* [What to do] Check each line below for the word "lake", and copy those that have it.

.....

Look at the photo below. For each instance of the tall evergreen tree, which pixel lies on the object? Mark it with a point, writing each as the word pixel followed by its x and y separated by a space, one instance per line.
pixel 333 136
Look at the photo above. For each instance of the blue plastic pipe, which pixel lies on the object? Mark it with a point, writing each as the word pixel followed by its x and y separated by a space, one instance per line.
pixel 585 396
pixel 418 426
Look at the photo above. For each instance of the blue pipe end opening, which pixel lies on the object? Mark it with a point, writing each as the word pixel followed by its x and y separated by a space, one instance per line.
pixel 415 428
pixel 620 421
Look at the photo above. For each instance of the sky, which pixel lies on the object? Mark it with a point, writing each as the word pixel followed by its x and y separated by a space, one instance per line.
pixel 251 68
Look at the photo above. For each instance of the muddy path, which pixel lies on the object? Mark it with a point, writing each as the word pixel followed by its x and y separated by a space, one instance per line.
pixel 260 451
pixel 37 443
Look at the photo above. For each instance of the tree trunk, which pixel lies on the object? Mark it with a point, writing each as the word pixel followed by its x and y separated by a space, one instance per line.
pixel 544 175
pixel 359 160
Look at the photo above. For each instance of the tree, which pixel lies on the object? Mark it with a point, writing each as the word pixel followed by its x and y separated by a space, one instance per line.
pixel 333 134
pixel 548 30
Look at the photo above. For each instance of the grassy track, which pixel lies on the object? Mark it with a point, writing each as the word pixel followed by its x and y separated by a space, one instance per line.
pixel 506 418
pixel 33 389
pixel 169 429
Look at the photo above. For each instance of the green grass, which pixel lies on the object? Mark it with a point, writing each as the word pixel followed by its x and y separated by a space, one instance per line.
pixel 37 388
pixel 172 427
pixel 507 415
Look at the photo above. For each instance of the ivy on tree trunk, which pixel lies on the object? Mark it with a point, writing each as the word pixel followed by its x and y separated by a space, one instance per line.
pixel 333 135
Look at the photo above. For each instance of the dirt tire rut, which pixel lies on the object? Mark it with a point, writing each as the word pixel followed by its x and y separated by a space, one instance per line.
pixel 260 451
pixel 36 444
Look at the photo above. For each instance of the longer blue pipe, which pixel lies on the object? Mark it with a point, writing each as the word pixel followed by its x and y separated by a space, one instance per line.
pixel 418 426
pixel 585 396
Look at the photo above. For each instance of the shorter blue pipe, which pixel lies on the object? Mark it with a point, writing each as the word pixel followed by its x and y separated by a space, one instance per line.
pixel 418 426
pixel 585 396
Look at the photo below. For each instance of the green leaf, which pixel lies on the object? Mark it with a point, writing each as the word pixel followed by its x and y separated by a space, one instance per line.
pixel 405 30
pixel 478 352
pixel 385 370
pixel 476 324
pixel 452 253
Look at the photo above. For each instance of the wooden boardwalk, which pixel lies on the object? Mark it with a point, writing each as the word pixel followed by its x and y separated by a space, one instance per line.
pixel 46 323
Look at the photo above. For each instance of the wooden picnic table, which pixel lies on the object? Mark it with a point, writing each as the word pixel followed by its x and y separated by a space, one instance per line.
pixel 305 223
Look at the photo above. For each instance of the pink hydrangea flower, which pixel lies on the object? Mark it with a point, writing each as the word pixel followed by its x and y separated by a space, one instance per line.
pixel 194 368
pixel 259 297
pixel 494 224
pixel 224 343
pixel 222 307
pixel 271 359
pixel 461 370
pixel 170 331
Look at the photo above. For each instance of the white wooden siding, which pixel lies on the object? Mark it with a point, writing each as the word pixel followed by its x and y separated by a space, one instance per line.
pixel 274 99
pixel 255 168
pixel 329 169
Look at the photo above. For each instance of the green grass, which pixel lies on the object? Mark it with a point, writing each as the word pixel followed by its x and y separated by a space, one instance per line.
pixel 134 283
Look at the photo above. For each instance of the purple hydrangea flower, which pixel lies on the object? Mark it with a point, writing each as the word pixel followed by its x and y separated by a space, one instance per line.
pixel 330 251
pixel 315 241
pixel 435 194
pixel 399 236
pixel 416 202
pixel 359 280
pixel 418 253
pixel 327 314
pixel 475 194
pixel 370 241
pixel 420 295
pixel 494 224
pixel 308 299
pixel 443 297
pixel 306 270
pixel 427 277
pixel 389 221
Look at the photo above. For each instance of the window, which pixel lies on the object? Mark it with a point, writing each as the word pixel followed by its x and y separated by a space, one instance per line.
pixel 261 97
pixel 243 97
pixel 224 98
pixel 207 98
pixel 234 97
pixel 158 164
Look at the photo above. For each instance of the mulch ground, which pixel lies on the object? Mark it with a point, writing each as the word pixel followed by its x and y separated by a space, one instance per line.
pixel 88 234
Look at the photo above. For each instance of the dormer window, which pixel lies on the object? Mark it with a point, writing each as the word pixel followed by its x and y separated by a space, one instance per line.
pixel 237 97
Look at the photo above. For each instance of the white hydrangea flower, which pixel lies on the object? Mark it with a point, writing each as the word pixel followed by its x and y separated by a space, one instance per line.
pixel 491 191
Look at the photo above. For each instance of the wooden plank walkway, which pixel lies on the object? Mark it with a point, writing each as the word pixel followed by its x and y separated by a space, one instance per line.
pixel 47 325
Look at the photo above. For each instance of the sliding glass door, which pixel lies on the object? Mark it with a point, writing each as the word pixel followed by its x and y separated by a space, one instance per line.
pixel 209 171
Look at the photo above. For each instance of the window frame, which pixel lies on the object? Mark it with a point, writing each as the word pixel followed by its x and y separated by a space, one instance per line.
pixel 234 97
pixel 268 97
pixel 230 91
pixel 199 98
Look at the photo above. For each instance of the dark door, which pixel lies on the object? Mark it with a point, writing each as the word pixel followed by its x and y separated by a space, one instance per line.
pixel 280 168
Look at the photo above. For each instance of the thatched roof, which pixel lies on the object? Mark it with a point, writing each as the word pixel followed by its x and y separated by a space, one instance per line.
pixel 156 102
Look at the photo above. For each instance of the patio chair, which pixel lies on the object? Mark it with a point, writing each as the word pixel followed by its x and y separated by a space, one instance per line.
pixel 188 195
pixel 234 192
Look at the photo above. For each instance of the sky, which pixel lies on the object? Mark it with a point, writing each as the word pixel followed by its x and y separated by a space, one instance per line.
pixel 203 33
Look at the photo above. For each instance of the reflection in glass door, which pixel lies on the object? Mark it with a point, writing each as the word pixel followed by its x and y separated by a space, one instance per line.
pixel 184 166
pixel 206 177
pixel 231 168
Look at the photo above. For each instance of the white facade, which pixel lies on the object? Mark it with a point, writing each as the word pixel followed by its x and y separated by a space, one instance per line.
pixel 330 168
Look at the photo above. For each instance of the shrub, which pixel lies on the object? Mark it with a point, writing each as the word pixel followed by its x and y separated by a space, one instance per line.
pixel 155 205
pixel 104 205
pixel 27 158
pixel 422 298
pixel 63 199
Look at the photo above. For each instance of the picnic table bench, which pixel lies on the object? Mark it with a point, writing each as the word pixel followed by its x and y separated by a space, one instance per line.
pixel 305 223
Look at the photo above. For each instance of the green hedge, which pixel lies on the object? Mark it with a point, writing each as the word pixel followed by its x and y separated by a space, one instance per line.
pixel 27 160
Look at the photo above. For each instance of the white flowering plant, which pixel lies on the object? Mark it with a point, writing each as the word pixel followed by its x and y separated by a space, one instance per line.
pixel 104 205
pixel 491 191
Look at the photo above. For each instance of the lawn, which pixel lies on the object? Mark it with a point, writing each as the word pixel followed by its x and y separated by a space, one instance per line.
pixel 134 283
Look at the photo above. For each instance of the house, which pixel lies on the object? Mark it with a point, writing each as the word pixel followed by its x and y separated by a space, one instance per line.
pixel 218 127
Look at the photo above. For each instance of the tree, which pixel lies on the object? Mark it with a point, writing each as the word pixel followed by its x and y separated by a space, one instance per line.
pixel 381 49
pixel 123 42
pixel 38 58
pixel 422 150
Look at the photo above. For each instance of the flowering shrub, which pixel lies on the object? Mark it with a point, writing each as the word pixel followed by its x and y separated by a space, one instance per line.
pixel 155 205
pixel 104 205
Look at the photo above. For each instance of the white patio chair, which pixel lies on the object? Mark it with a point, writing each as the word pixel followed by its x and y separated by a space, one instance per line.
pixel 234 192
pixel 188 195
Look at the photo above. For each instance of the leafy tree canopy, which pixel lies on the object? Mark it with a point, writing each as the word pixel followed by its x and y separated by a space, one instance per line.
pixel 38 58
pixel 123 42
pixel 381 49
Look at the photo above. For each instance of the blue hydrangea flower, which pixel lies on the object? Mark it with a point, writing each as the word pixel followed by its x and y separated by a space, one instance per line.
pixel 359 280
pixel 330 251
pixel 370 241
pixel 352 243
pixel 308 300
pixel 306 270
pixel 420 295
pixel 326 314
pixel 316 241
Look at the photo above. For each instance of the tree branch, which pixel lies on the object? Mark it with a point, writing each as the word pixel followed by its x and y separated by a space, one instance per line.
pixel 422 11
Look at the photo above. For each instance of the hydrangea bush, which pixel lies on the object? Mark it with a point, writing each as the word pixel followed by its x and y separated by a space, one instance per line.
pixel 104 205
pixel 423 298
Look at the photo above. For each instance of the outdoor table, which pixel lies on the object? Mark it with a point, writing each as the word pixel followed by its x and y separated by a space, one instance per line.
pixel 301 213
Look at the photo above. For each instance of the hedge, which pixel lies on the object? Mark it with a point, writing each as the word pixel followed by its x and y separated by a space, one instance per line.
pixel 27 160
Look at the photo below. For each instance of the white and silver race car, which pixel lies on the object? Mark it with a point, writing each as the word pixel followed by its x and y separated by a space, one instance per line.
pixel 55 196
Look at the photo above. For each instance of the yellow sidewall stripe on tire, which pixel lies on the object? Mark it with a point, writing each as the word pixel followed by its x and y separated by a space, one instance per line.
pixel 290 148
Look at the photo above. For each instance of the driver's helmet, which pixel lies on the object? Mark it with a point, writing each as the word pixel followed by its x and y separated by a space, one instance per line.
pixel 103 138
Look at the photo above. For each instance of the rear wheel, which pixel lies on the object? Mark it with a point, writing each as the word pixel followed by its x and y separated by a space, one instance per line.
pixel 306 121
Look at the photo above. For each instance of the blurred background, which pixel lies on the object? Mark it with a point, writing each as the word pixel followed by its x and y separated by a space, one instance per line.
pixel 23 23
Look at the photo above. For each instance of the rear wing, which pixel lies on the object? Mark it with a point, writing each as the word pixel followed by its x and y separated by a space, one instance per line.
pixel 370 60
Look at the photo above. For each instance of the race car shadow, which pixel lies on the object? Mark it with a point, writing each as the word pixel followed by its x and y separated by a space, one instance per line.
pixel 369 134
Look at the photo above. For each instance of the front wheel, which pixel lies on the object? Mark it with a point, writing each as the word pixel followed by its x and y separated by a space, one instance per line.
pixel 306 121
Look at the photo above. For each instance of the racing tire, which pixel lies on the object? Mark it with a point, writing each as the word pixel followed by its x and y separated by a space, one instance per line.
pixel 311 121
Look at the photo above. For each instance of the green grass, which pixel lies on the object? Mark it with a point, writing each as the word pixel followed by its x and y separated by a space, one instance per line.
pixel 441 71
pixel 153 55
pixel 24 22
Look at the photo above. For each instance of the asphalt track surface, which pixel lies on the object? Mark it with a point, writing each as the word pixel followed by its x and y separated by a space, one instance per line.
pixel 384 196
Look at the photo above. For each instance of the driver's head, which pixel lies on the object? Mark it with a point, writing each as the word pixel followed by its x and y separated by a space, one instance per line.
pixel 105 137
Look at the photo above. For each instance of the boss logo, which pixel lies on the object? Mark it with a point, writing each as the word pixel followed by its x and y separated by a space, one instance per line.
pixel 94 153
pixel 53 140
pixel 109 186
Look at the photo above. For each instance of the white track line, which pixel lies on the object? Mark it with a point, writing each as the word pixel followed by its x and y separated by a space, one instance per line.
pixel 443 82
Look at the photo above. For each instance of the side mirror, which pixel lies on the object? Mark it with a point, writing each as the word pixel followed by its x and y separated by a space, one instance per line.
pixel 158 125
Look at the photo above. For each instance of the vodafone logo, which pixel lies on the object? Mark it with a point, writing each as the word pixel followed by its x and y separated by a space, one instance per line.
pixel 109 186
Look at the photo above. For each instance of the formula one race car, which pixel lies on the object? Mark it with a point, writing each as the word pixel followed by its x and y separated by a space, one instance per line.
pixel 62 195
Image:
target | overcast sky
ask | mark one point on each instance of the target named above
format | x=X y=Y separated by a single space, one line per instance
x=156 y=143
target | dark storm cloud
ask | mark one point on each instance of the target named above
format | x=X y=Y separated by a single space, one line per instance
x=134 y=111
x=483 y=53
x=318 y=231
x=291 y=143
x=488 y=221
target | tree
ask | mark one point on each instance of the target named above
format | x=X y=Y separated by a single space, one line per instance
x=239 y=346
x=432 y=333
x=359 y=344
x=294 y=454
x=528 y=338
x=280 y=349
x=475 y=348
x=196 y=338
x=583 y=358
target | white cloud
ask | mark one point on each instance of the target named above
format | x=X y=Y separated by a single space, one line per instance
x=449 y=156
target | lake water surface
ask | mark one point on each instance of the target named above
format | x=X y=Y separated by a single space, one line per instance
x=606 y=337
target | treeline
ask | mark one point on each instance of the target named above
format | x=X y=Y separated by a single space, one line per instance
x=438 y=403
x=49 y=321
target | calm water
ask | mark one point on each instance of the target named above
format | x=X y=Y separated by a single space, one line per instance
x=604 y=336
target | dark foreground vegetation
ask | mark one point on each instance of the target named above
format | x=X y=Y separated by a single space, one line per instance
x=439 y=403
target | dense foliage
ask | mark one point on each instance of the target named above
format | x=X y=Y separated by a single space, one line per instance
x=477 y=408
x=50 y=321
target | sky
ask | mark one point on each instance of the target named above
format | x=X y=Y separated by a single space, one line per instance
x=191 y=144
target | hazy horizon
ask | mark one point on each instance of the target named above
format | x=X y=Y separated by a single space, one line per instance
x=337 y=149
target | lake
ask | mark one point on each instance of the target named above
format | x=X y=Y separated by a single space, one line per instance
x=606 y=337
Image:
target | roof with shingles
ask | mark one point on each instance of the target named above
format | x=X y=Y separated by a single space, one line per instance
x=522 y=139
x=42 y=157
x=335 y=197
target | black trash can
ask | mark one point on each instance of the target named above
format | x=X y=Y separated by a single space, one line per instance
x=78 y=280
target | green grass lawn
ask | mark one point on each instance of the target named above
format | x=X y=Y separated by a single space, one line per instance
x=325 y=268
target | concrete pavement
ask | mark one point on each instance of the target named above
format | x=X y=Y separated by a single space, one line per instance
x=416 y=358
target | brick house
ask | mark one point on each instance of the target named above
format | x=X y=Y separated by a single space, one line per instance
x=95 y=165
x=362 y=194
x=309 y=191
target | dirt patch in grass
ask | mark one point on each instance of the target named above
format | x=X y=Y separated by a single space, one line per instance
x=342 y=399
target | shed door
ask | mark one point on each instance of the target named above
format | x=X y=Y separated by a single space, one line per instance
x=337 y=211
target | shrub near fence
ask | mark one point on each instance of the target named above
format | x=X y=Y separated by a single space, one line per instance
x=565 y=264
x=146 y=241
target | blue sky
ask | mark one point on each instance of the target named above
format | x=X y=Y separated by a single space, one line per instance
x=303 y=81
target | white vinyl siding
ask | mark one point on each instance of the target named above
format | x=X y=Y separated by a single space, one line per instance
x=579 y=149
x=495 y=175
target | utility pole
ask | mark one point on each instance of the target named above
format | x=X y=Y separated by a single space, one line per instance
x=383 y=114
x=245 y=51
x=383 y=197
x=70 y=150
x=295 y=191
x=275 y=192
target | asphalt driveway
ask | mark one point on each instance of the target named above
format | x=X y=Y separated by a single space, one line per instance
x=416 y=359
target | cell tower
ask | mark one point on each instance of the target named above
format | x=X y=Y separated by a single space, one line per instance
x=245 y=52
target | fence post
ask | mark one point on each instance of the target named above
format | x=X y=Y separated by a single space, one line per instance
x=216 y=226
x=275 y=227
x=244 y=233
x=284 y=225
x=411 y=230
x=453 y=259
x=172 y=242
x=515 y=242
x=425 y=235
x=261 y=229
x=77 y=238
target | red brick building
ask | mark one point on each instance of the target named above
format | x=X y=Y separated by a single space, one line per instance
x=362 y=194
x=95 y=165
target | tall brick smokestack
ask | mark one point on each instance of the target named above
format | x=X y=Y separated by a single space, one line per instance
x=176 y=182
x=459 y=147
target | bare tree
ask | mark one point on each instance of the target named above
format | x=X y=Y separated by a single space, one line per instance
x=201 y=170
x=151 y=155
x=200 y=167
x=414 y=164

.....

* [Result]
target | lake water surface
target | lake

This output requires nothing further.